Records from a data source:
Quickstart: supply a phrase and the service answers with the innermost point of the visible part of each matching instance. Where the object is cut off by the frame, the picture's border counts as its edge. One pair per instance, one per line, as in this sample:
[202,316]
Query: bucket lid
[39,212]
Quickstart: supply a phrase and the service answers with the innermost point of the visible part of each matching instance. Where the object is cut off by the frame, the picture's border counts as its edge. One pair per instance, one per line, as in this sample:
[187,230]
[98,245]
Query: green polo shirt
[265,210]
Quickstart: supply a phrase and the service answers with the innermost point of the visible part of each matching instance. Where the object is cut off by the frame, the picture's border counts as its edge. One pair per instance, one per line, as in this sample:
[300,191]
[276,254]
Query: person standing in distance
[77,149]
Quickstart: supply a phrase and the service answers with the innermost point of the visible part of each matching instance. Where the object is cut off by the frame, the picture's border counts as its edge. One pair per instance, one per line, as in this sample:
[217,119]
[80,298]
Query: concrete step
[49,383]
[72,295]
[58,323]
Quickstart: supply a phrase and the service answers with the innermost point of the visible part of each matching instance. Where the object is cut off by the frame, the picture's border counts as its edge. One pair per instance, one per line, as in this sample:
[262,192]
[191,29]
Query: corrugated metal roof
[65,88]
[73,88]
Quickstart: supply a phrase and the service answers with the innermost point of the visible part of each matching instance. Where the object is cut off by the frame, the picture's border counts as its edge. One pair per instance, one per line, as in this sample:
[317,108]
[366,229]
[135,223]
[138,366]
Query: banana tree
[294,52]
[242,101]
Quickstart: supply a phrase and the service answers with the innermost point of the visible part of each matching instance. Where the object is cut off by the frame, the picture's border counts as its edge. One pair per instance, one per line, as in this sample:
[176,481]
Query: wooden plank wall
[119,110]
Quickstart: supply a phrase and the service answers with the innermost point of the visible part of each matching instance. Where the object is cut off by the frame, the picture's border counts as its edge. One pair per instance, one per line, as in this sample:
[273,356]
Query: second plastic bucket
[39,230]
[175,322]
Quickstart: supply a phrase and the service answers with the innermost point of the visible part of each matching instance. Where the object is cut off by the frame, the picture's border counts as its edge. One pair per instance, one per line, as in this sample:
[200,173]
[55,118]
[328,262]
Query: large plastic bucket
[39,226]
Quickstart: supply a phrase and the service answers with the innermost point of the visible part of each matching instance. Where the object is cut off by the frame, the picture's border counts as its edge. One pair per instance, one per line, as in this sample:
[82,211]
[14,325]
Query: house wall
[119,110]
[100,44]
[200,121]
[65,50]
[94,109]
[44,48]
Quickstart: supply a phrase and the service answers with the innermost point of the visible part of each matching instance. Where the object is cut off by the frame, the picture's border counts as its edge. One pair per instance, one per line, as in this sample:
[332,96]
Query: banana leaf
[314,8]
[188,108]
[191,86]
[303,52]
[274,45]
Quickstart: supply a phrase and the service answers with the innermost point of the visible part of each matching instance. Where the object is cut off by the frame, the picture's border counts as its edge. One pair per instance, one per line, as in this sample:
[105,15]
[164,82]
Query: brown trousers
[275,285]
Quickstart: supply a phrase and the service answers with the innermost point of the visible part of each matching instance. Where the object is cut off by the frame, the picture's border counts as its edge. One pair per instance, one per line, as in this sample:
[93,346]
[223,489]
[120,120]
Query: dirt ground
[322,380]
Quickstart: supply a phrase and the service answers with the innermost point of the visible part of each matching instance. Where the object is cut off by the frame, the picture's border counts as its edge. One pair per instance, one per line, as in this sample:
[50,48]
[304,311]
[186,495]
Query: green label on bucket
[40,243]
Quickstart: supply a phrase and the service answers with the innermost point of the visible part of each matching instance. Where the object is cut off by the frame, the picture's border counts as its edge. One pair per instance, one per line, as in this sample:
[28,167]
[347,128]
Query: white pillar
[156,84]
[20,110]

- _ACTIVITY_
May I have the entries returned exactly, with every line in place?

- _THE COMPLETED TASK_
Quickstart: supply a phrase and the service answers with the innermost point of the visible part of each matching instance. Where the object is cut off by the frame, the picture's border counts as its edge. One pair per instance, one per line, as in this sample:
[202,316]
Query: bucket lid
[39,212]
Quickstart: supply a phrase and the service answers with the innermost point of the visible part of each matching instance. Where the object is cut off by the frame, the picture's border counts as its edge. One pair per instance, one per line, as in this sample:
[187,230]
[98,245]
Query: green polo shirt
[265,210]
Quickstart: supply a phrase and the service answers with the innermost point of the visible part of each matching instance. Where the object is cut off by the frame, the picture's border counts as its edge. One pair per instance, one per line, as in this sample:
[300,191]
[276,254]
Query: person standing in distance
[77,149]
Quickstart: supply a phrase and the service answers with the innermost point of the visible part of each matching instance. Where the object is cut off by the frame, the picture's border counts as its edge. One pair per instance, one per line, as in this sample:
[217,119]
[80,298]
Query: concrete step
[49,383]
[72,295]
[58,323]
Quickstart: supply a phrase and the service answers with the innermost point of the visible part of each matching instance. Where the object is cut off by the frame, the picture's border counts as its edge. One pair per instance, one per line, as in this sample:
[262,192]
[191,29]
Query: corrugated metal roof
[65,88]
[73,88]
Quickstart: supply a phrase and the service answers with the innermost point of the visible part of each matching instance. Where the object is cut off by the frame, the picture's border counts as its edge. One pair per instance, one per line, as in this sample:
[317,108]
[366,229]
[135,223]
[138,366]
Query: banana tree
[294,52]
[242,101]
Quickstart: supply a phrase and the service answers with the innermost point of the visible part of each matching instance. Where the object is cut off by the frame, the picture's border counts as its edge. One pair per instance, one per line, as in this sample:
[176,481]
Query: wooden plank wall
[119,110]
Quickstart: supply a phrase and the service answers with the innermost point of the visible part of each matching instance. Where the object is cut off by the frame, the picture's border counts as its edge. One pair per instance, one per line, as in this sample:
[273,356]
Query: second plastic bucket
[39,230]
[175,322]
Quickstart: supply a phrase and the service answers with the innermost point of the visible part of each matching instance. Where the object is cut off by the frame, the picture's border counts as its edge. One pair per instance, one per line, as in this sample:
[200,173]
[55,118]
[328,262]
Query: large plastic bucket
[39,226]
Quickstart: supply a phrase and the service answers with the innermost point of the visible part of each matching instance. Where the object is cut off by the frame, the picture's border counts as its edge. One pair per instance, one per line, as in this sample:
[82,211]
[14,325]
Query: house wall
[119,110]
[100,44]
[200,121]
[65,50]
[94,109]
[44,48]
Quickstart: supply a phrase and the service answers with the innermost point of the visible part of each matching instance. Where the object is cut off by the frame, the picture's border counts as its edge. One pair per instance, one per line, as in this sample:
[332,96]
Query: banana leaf
[314,8]
[188,108]
[191,86]
[303,52]
[274,45]
Quickstart: supply a phrase and the service answers with the innermost point of the visible part of each matching instance. Where the object is cut off by the frame, the picture's border counts as its edge. One pair per instance, one per line, as in this sample:
[105,15]
[164,82]
Query: brown trousers
[275,285]
Quickstart: supply a phrase and the service answers with the innermost point of the visible part of each matching instance. Where the object is cut off by the frame, the picture's border counts as its edge. One pair per instance, one per line, as in this sample:
[93,346]
[223,489]
[120,120]
Query: dirt ground
[322,380]
Quickstart: supply a phrase and the service answers with the innermost point of the visible part of each matching instance. Where the object is cut off by the frame, the picture's border counts as its edge. One pair per instance, one per line, as in this sample:
[50,48]
[304,311]
[186,495]
Query: green label on bucket
[40,243]
Quickstart: supply a phrase and the service answers with the innermost point of the visible part of each matching instance. Where the object is cut off by the frame, the picture's border counts as its edge. One pair per instance, one per line, as in this sample:
[28,167]
[347,128]
Query: white pillar
[156,84]
[20,110]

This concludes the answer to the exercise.